[Dataset entries]
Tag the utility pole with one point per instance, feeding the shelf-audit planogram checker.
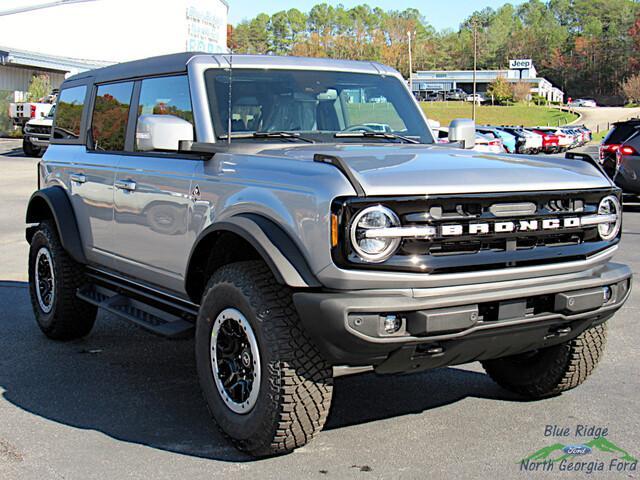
(474, 23)
(409, 34)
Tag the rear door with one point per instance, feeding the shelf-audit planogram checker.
(100, 159)
(153, 192)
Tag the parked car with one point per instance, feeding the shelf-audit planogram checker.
(478, 98)
(508, 140)
(627, 175)
(564, 140)
(488, 144)
(583, 102)
(527, 142)
(550, 141)
(297, 244)
(573, 137)
(36, 134)
(620, 132)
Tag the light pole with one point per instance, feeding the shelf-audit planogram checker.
(410, 34)
(475, 65)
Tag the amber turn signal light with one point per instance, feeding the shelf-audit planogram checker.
(334, 230)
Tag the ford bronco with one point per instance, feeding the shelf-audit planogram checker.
(296, 216)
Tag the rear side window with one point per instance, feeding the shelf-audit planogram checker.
(166, 96)
(634, 141)
(110, 115)
(69, 113)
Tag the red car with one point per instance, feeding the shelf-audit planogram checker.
(550, 141)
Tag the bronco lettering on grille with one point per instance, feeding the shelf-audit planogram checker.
(509, 227)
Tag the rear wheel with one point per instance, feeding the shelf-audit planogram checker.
(553, 370)
(265, 383)
(54, 278)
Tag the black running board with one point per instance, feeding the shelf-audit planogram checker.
(141, 313)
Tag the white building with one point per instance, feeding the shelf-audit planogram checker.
(428, 81)
(65, 37)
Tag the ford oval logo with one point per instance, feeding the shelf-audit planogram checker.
(576, 449)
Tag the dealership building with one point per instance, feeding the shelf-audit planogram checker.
(64, 37)
(426, 82)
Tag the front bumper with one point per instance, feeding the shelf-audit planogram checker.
(628, 179)
(453, 325)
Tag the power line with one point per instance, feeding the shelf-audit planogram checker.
(40, 6)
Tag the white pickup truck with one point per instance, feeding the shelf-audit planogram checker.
(36, 134)
(22, 112)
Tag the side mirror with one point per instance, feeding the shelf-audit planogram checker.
(463, 130)
(434, 124)
(162, 132)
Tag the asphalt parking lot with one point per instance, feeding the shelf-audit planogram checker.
(125, 404)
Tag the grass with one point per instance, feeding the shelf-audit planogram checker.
(520, 114)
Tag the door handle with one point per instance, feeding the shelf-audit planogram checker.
(129, 185)
(78, 177)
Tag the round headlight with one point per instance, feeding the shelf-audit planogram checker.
(610, 206)
(371, 248)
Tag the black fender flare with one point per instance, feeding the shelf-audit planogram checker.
(55, 200)
(273, 244)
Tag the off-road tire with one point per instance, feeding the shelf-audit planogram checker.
(296, 382)
(70, 317)
(552, 370)
(29, 149)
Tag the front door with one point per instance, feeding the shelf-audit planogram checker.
(153, 195)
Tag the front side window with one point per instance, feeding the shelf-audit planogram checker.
(165, 96)
(69, 113)
(314, 104)
(110, 115)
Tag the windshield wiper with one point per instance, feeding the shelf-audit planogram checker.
(281, 134)
(389, 136)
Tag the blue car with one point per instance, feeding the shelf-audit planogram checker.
(508, 140)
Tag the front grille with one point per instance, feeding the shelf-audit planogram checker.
(466, 250)
(37, 129)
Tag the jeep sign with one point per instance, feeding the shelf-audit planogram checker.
(520, 64)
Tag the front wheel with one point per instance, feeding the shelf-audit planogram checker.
(54, 278)
(265, 383)
(553, 370)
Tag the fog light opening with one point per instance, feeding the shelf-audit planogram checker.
(391, 324)
(607, 294)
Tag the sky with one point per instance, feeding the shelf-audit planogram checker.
(440, 14)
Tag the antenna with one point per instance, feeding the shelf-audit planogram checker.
(229, 122)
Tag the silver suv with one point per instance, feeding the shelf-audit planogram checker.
(296, 216)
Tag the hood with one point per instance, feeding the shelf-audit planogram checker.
(392, 169)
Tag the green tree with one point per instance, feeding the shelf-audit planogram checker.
(631, 89)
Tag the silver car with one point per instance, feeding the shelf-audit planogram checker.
(302, 230)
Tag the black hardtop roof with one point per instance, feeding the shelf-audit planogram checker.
(161, 65)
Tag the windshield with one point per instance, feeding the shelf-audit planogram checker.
(313, 104)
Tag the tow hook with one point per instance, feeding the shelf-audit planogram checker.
(430, 350)
(558, 332)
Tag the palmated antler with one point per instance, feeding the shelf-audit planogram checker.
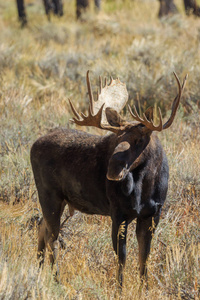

▶ WHAT TO DO: Print verbatim every line above, apart from the pictures.

▶ ANSWER BOX:
Tag the utility pole with one point per instance, feeding the shelf-audit planogram checker.
(474, 23)
(409, 34)
Tag the rear door with one point per instance, feeding the shelf-audit planogram checker.
(100, 159)
(153, 192)
Tag the parked car with one point per instance, feeding the shelf-audit planogram checker.
(478, 98)
(508, 140)
(627, 175)
(564, 140)
(488, 144)
(583, 102)
(527, 142)
(550, 141)
(297, 244)
(573, 137)
(36, 134)
(620, 132)
Tag the light pole with one point per instance, feeding the shelf-audit planogram checker.
(410, 34)
(475, 65)
Tag the amber turn signal light with one point per instance, feeding the shelf-audit planogram checker.
(334, 230)
Tag the ford bronco with one point per instance, feeding the shelf-audit planogram checker.
(296, 216)
Tag the rear side window with one point per instance, feeding the shelf-audit planogram checker.
(166, 96)
(634, 141)
(110, 115)
(69, 113)
Tag the red car with one point per instance, feeding the shelf-audit planogram checker.
(550, 141)
Tag the bronco lettering on grille with one point per instance, feeding the shelf-audit planogram checker.
(509, 227)
Tag the rear wheel with one point per instance, feeding the shelf-audit planogram checker.
(553, 370)
(265, 383)
(54, 278)
Tag the black running board with one point per instance, feeding the shelf-audit planogram checker.
(141, 313)
Tag the white building with one point per instance, feeding the shelf-audit planogram checker.
(428, 81)
(65, 37)
Tag the ford oval logo with one point per instance, feeding the shelf-audit planogram checker.
(576, 449)
Tag the dealership building with one point per instance, feeding the shelf-audit planogram checker.
(64, 37)
(426, 82)
Tag the front bumper with one point per instance, feeding the shelf-audit planogram checker.
(628, 179)
(453, 325)
Tag the power line with one point per instance, feeding the shelf-audit planogram checker.
(40, 6)
Tag the white pickup truck with one point per instance, feeding the shelf-audit planogram checker.
(36, 134)
(22, 112)
Tag the side mirror with one point per instance, feeding the shelf-audit planogram checker.
(463, 130)
(434, 124)
(162, 132)
Tag the asphalt parking lot with one point per instance, feeding the shelf-audit planogram checker.
(125, 404)
Tag the grass with one point per instance, feeding the shelf-audit planogram checker.
(520, 114)
Tag the door handle with one point per instance, feeding the shelf-audit planogram checker.
(129, 185)
(78, 177)
Tag the round headlight with one point per instance, feeding the shelf-audit planogram checker.
(610, 206)
(371, 248)
Tag the black fender flare with one point per instance, feeding the shelf-audit planogram checker.
(55, 200)
(273, 244)
Tag the off-road tire with one point per instance, feeding the shelf-audit planogram checker.
(296, 382)
(70, 317)
(552, 370)
(29, 149)
Tag the front door with one point per instance, feeding the shelf-audit planogram checker.
(153, 195)
Tag the front side window with one point per instance, feeding the shelf-audit planogram checker.
(165, 96)
(69, 113)
(314, 104)
(110, 115)
Tag the windshield wiper with one point per instance, feeding the shelf-audit planogram checker.
(281, 134)
(389, 136)
Tag the blue car with one point per instance, feeding the shelf-audit planogram checker.
(508, 140)
Tag the front grille with one point per instance, feeding the shelf-audit planogram checker.
(466, 250)
(37, 129)
Tag the jeep sign with one point per instance, feeding the shelf-audit planogram checker.
(520, 64)
Tag the front wheel with one point per instance, feeding the shelf-audit planogram checker.
(54, 278)
(265, 383)
(553, 370)
Tag the fog light opening with one point per instance, feeding the shelf-audit planogram checker.
(391, 324)
(607, 294)
Tag the sky with one point per instance, feeding the shelf-audit planogram checker.
(440, 14)
Tag the antenna with one point per instance, feeding the shelf-audit planogram checker.
(229, 122)
Tag the silver suv with one point per instance, feeding the shelf-audit planogram checker.
(296, 216)
Tag the hood with one point per instance, feeding the shelf-audit planogram checker.
(392, 169)
Tag the green tree with one point per instance, feeding the shelf-audit planogram checker.
(631, 89)
Tag the silver car with one point per instance, feeding the shelf-audit planogram checker.
(302, 230)
Tag the black hardtop roof with one point per instance, feeding the shelf-audit planogram checker.
(161, 65)
Tag the windshield with one point per instance, feeding the shelf-audit planogram checker.
(313, 104)
Tag the tow hook with one point per instance, feeding the shelf-audit planogram checker.
(430, 350)
(558, 332)
Tag the palmated antler with one point per instance, feeding the shelf-audit planogram checker.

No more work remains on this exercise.